- Exercise:
Present every row below as a numbered list, with blank lines omitted.

- Material for this exercise:

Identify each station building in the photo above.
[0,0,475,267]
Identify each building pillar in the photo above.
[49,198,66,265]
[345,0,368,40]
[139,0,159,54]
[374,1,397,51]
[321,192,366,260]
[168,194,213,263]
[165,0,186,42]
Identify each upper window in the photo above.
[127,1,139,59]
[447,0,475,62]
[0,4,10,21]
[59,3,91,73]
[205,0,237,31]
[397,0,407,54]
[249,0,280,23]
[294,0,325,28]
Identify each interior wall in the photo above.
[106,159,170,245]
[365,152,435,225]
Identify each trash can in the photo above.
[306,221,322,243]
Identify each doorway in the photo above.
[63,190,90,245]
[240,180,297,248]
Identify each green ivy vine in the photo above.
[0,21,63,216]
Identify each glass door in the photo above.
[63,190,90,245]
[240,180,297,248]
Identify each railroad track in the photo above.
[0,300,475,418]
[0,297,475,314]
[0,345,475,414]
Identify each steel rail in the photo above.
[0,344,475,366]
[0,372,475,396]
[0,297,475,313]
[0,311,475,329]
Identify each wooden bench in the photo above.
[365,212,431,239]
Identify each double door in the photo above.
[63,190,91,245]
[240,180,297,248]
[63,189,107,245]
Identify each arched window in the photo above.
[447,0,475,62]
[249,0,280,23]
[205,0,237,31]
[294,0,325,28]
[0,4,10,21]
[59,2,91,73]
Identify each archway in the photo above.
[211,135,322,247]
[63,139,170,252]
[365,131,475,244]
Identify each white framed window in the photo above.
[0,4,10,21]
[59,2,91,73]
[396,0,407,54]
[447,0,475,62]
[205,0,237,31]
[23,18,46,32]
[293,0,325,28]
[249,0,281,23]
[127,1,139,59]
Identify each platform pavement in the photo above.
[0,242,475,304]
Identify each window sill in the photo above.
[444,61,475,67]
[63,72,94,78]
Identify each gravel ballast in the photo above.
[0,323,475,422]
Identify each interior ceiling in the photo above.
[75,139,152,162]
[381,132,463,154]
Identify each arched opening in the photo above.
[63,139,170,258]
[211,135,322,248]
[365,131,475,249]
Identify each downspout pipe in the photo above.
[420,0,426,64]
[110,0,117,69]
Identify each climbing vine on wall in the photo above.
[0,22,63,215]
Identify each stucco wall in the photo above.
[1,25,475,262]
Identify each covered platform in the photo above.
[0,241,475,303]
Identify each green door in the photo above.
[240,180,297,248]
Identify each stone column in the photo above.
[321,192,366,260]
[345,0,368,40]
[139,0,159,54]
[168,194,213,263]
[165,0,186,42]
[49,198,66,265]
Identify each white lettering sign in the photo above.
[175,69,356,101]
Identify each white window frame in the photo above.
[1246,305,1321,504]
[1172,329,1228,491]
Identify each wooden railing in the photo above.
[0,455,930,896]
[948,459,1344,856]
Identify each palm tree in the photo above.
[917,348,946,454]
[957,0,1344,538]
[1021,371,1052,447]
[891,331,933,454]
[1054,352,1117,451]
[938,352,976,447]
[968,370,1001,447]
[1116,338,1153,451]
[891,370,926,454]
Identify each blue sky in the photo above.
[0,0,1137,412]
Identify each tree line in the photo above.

- Task response:
1. Identify each station building in the photo above.
2. [0,0,475,267]
3. Identify each building pillar in the photo above.
4. [49,198,66,265]
5. [345,0,368,40]
6. [139,0,159,54]
7. [374,1,397,51]
8. [321,192,366,260]
9. [168,194,213,263]
10. [165,0,186,42]
11. Identify each upper window in the photo above.
12. [127,1,139,59]
13. [447,0,475,62]
14. [0,4,10,21]
15. [59,3,91,73]
16. [205,0,237,31]
17. [397,0,407,54]
18. [249,0,280,23]
19. [294,0,325,28]
20. Identify each interior wall in the photo above.
21. [106,159,170,245]
22. [365,152,435,225]
23. Identify each trash can in the photo above.
24. [306,221,322,243]
25. Identify each doorway in the photo above.
26. [63,190,90,245]
27. [240,180,297,248]
28. Identify each green ivy vine in the photo above.
29. [0,21,63,216]
30. Identify each glass door in the photo above.
31. [63,190,90,245]
32. [240,180,297,248]
33. Identify each railroad track in the photo above.
34. [0,300,475,418]
35. [0,297,475,314]
36. [0,345,475,414]
37. Identify each steel rail in the photo above.
38. [0,344,475,366]
39. [0,372,475,396]
40. [0,297,475,313]
41. [0,311,475,329]
42. Identify each wooden bench in the photo above.
43. [365,212,431,239]
44. Identify each double door in the photo above.
45. [63,190,91,245]
46. [240,180,297,248]
47. [63,189,107,245]
48. Identify each arched window in the photo above.
49. [447,0,475,62]
50. [249,0,280,23]
51. [205,0,237,31]
52. [294,0,325,28]
53. [0,4,10,21]
54. [59,2,91,73]
55. Identify each archway in the photo above.
56. [211,135,322,247]
57. [63,139,170,252]
58. [365,131,475,244]
59. Identify each white framed window in the photo above.
60. [0,4,10,21]
61. [59,2,91,73]
62. [396,0,407,54]
63. [447,0,475,62]
64. [205,0,237,31]
65. [23,18,46,32]
66. [293,0,325,28]
67. [249,0,281,23]
68. [127,1,139,59]
69. Identify each platform pavement in the photo above.
70. [0,242,475,304]
71. Identify each window sill in the photo above.
72. [444,61,475,67]
73. [63,72,94,78]
74. Identify each gravel ballast in the photo above.
75. [0,323,475,422]
76. Identify each interior ceiling in the photo above.
77. [75,139,152,162]
78. [381,132,463,154]
79. Identify each arched opening in the photo above.
80. [63,139,170,258]
81. [211,135,322,248]
82. [365,131,475,249]
83. Identify each downspout pipe in the photo above.
84. [420,0,426,64]
85. [110,0,117,69]
86. Identify each climbing vine on wall in the photo above.
87. [0,22,63,215]
88. Identify each stucco wall in the photo above.
89. [1,25,475,262]
90. Identify each covered platform in the photo above.
91. [0,241,475,303]
92. Identify each green door in the photo above.
93. [240,180,297,248]
94. Identify each stone column in the photo above.
95. [321,192,366,260]
96. [345,0,368,40]
97. [139,0,159,54]
98. [168,194,213,263]
99. [165,0,186,42]
100. [49,198,66,265]
101. Identify each white lettering sign in the photo above.
102. [175,69,356,101]
103. Identify each white window frame in the photo above.
104. [1246,305,1321,504]
105. [1172,329,1228,491]
106. Identify each wooden railing in the photo above.
107. [0,455,930,896]
108. [948,459,1344,856]
109. Identify each palm tree in the photo above.
110. [917,348,946,454]
111. [957,0,1344,538]
112. [1021,371,1052,447]
113. [891,331,933,454]
114. [1054,352,1117,451]
115. [938,352,976,447]
116. [968,370,1001,447]
117. [1116,338,1153,451]
118. [891,370,926,454]
119. Identify each blue sky in the photo above.
120. [0,0,1137,412]
121. Identify each tree line in the photo above.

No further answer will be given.